EXCERPT PROVIDED »
Bo Burnham: Inside

13/06/21

Netflix

Bo Burnham is what you might call a polymath – a man of wide-ranging talents. He acts; he writes; he sings; he plays maddeningly catchy music. He’s extraordinary! He’s also been around for quite a while (he first started performing comedy as a teenager), but I, sadly, have only recently become aware of him. He’s the writer/director behind the bittersweet coming-of-age movie, Eighth Grade, which Bouquets and Brickbats awarded a well-deserved 4.8 stars in 2019. More recently, he submitted a perfectly-judged performance as Ryan in Promising Young Woman. And he has three comedy specials on Netflix, the latest of which is Inside.

Like everyone else in recent history, Burnham found himself trapped at home by the pandemic. Shortly before being locked down, he’d been afflicted by crippling bouts of stage fright. Also, he was about to turn thirty, and he needed to talk to somebody about that situation.

So he wrote, directed and performed a one-hour-twenty-seven-minute piece that all takes place in one room of his house. Of course he did. He’s a polymath.

DATASET ENTRIES »
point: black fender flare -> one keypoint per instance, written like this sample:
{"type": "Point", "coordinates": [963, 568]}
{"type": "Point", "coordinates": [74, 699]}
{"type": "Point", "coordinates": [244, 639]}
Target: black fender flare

ACTIVITY A »
From the review of Bo Burnham: Inside, print everything from "Bo Burnham: Inside" down to "which is Inside.".
ACTIVITY B »
According to the Inside review, what rating did Bouquets and Brickbats give Eighth Grade?
ACTIVITY C »
Why does the review of Bo Burnham: Inside call Burnham a polymath?

EXPECTED ANSWER A »
Bo Burnham: Inside

13/06/21

Netflix

Bo Burnham is what you might call a polymath – a man of wide-ranging talents. He acts; he writes; he sings; he plays maddeningly catchy music. He’s extraordinary! He’s also been around for quite a while (he first started performing comedy as a teenager), but I, sadly, have only recently become aware of him. He’s the writer/director behind the bittersweet coming-of-age movie, Eighth Grade, which Bouquets and Brickbats awarded a well-deserved 4.8 stars in 2019. More recently, he submitted a perfectly-judged performance as Ryan in Promising Young Woman. And he has three comedy specials on Netflix, the latest of which is Inside.

EXPECTED ANSWER B »
4.8 stars, in 2019.

EXPECTED ANSWER C »
The review calls him a polymath because he has wide-ranging talents. He acts, writes, sings and plays maddeningly catchy music.